Stored items from a collection:
════════════════════

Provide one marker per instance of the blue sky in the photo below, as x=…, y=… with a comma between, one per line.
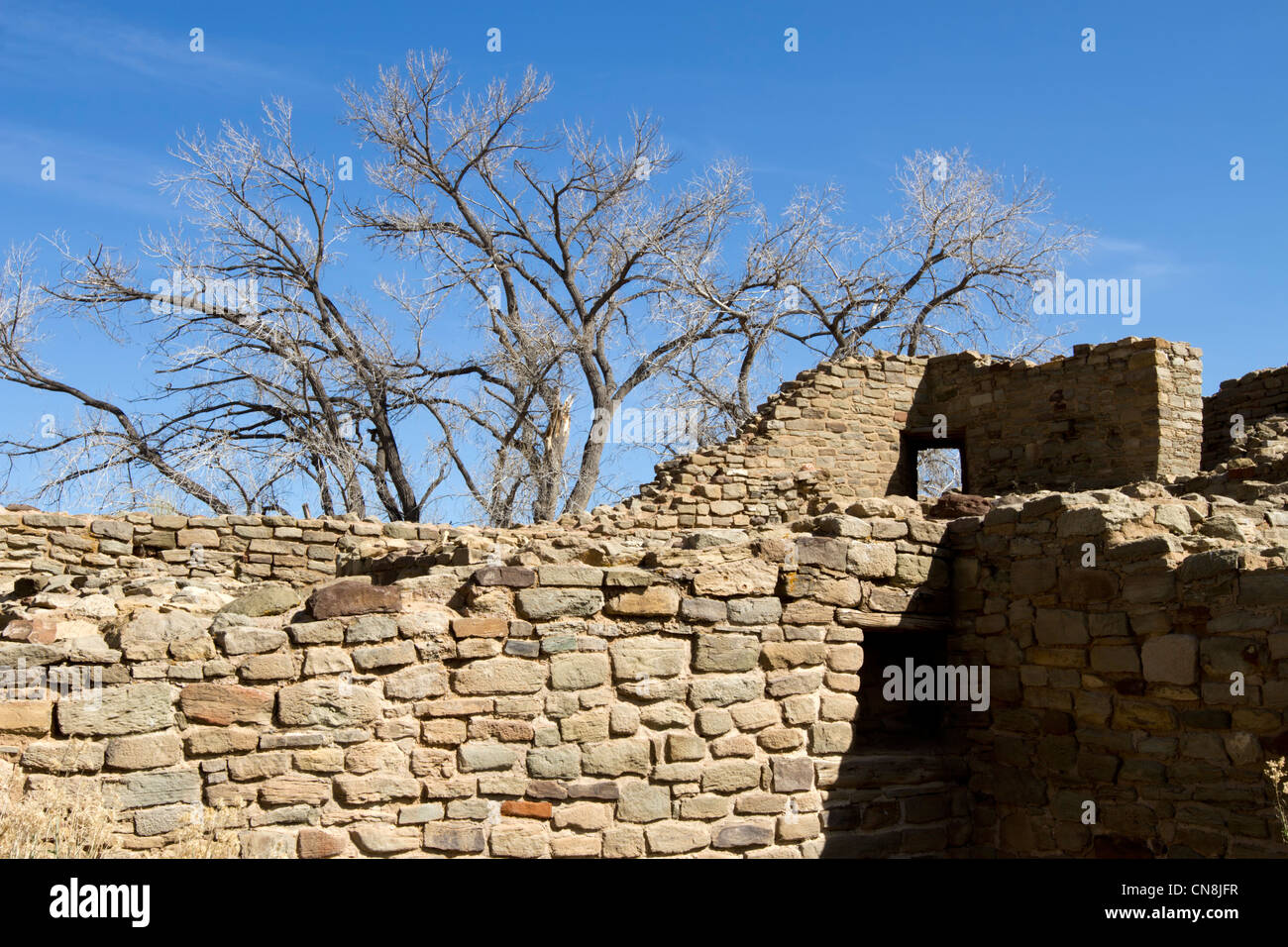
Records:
x=1134, y=138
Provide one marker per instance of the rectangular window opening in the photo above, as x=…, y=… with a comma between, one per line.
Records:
x=939, y=470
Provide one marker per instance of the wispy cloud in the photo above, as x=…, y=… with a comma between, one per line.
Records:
x=1140, y=261
x=56, y=39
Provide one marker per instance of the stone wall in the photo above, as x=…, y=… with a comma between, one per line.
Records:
x=252, y=548
x=1104, y=416
x=588, y=697
x=1112, y=677
x=699, y=671
x=1256, y=395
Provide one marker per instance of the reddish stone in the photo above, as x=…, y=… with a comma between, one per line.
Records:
x=38, y=630
x=522, y=808
x=481, y=628
x=226, y=703
x=957, y=505
x=318, y=843
x=546, y=789
x=352, y=596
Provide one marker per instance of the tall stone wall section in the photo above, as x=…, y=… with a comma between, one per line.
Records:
x=1104, y=416
x=588, y=697
x=1112, y=682
x=1256, y=395
x=833, y=428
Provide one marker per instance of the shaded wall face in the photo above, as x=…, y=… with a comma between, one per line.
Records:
x=1113, y=684
x=1253, y=397
x=1106, y=416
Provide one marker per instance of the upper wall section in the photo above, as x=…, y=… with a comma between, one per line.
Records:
x=1256, y=395
x=300, y=552
x=1104, y=416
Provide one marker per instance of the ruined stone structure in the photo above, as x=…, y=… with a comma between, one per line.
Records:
x=703, y=669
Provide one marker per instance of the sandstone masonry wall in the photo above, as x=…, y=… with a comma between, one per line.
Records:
x=1256, y=395
x=585, y=698
x=250, y=548
x=1112, y=684
x=1104, y=416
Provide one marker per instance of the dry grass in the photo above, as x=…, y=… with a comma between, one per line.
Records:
x=1276, y=771
x=69, y=818
x=58, y=818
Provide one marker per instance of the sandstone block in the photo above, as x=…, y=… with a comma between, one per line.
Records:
x=351, y=596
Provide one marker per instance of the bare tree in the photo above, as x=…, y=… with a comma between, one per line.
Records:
x=579, y=272
x=953, y=269
x=588, y=252
x=266, y=372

════════════════════

Only one span is to be repeated: the line with "Provide one marker per instance of the sandstone block" through the final line of the entries above, word for word.

WRITTEN RESPONSE:
Provide one marker per instance of the sandstone block in the photo above, as x=…, y=… with a comma between, one per line.
Records:
x=351, y=596
Provide one marker per instance of the bare tree in the photo above, as x=…, y=… with a comma between, one per line.
Records:
x=579, y=272
x=953, y=269
x=588, y=252
x=266, y=372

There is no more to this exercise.